- _TEXT SEGMENT_:
***

I’m not sure if I missed something, but I looked at 3 times just saw one context created from one device. I think you made changes but may be you forgot to update this file ? If I am wrong something, please let me know.

Thanks,
Duy.

Marco13 · 3. Juli 2013 um 01:27

Oh, sorry, I linked the wrong file. The right one is http://jocl.org/samples/JOCLMultiDeviceSample.java (it’s also linked properly from the samples main page http://jocl.org/samples/samples.html ). I’ll update the link in the previous post accordingly.

duymap · 6. Juli 2013 um 08:33

Hi Marco,

I had some testings and comparison from your files: url]http://jocl.org/samples/JOCLMultiDeviceSample.java and JOCLSample.java. I have modified them to process the same kernel is „multiple 2 vectors“, the size of vector = 10000. So below is the result:

JOCLMultiDeviceSample.java : total running time: 1.942587ms
JOCLSample.java ( Intel HD graphics 4000 ): 0.029147ms

So why we use opencl in one device is faster ? I did a look your example multiple devices again and looks like we have 2 multiple devices but they ran separately, not parallely. It means device0 process the kernel and device1 also process the same kernel separaly, both of them don’t involve to process the one kernel parallelly, is that right ?

Thanks,
Duy.

Marco13 · 6. Juli 2013 um 11:17

Hello

There are many, many things to consider here.

First of all, I’m not entirely sure what you have measured. The „JOCLMultiDeviceSample“ and the „JOCLSample“ are similar, but have some structural differences that may make it difficult to compare them properly.

The next thing is: Measuring a time span of 0.03 ms is difficult in general, and especially in Java. Let the program run 10 times, and you will receive 10 different results. Adding at least a slight amount of „reliability“ to a microbenchmark is difficult as well. You might have noticed that the MultiDevice-Example actually performs a reduction (and not a simple multiplication), mainly in order to have a duration that is not <1ms, but „several“ milliseconds, and one really has a noticable delay caused by the computation.

In any case, what you have measured in the JOCLMultiDeviceSample might also be the execution time of the slowest device. So it might be that the GPU takes 1ms, and the CPU takes 10ms, and it reported 10ms as the „total“ duration. I also think that you also might have a egneral mistake with the measurement (more on that below).

Also, in the MultiDeviceSample, profiling was enabled (with the CL_QUEUE_PROFILING_ENABLE-flag). In the simple version this was not the case. Although this should not have a large influence, it might also contribute to some irritation.

***

- _Collection entries_:

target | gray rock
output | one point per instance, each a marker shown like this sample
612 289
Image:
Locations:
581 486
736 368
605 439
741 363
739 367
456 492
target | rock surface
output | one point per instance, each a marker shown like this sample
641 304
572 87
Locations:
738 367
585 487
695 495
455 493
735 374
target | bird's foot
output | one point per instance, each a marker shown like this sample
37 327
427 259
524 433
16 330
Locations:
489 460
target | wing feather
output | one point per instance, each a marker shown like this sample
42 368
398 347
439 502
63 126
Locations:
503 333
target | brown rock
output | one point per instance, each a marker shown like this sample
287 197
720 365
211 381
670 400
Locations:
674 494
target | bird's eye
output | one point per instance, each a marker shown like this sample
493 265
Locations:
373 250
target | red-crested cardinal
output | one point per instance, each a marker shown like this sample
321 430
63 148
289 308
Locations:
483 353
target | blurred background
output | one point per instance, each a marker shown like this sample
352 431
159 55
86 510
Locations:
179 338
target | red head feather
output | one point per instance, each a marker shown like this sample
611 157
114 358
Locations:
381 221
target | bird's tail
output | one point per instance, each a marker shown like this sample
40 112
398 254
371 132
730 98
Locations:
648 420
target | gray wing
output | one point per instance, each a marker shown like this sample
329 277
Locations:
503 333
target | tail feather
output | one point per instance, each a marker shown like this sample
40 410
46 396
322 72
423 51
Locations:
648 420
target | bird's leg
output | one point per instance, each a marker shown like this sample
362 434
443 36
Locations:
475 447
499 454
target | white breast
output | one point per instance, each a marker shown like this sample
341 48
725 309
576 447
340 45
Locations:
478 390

***

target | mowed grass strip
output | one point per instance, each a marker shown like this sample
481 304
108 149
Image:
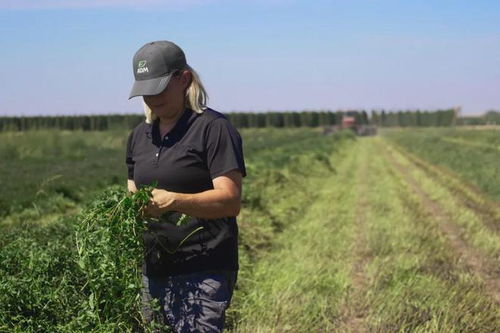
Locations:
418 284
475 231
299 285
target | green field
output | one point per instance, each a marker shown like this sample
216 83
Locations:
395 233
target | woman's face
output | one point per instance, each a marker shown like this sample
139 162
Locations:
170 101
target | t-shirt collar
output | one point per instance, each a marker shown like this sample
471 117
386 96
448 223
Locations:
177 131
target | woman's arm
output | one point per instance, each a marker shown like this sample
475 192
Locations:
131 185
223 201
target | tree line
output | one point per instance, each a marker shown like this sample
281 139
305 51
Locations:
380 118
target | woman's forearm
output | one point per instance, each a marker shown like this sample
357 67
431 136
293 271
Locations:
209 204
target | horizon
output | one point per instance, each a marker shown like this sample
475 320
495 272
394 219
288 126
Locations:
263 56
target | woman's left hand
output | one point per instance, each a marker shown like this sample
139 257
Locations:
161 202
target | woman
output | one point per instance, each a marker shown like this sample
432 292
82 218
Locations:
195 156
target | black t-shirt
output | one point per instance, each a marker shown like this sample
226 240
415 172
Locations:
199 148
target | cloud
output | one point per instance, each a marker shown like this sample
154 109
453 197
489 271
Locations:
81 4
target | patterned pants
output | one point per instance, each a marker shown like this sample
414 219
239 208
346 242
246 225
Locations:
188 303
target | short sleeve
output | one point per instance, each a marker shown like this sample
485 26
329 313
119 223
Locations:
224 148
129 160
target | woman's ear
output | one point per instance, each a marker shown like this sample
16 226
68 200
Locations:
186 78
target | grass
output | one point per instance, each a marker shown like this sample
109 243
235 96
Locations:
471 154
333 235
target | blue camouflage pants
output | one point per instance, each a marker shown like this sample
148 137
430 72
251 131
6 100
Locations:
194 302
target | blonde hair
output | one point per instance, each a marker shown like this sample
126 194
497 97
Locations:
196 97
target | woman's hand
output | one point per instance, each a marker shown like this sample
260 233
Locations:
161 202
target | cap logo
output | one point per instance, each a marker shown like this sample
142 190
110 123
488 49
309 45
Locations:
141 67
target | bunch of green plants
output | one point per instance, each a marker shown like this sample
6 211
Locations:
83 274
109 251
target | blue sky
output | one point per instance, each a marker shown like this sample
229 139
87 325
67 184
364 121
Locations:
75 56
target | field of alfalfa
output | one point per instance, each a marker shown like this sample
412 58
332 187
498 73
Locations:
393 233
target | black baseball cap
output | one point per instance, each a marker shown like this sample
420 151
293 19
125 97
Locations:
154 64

***

- _TASKS FOR THIS EXERCISE_:
1. Could you reproduce the passage of the JOCL forum thread between "There are many, many" and "by the computation.", inclusive?
2. How would you render this sentence from the JOCL forum thread in Spanish: "Let the program run 10 times, and you will receive 10 different results."
3. Which date-and-time stamps appear next to the poster names in the JOCL forum thread? List them all.

- _EXERCISE RESPONSES_:
1.
There are many, many things to consider here.

First of all, I’m not entirely sure what you have measured. The „JOCLMultiDeviceSample“ and the „JOCLSample“ are similar, but have some structural differences that may make it difficult to compare them properly.

The next thing is: Measuring a time span of 0.03 ms is difficult in general, and especially in Java. Let the program run 10 times, and you will receive 10 different results. Adding at least a slight amount of „reliability“ to a microbenchmark is difficult as well. You might have noticed that the MultiDevice-Example actually performs a reduction (and not a simple multiplication), mainly in order to have a duration that is not <1ms, but „several“ milliseconds, and one really has a noticable delay caused by the computation.

2. Deja que el programa se ejecute 10 veces y obtendrás 10 resultados diferentes.

3.
3. Juli 2013 um 01:27
6. Juli 2013 um 08:33
6. Juli 2013 um 11:17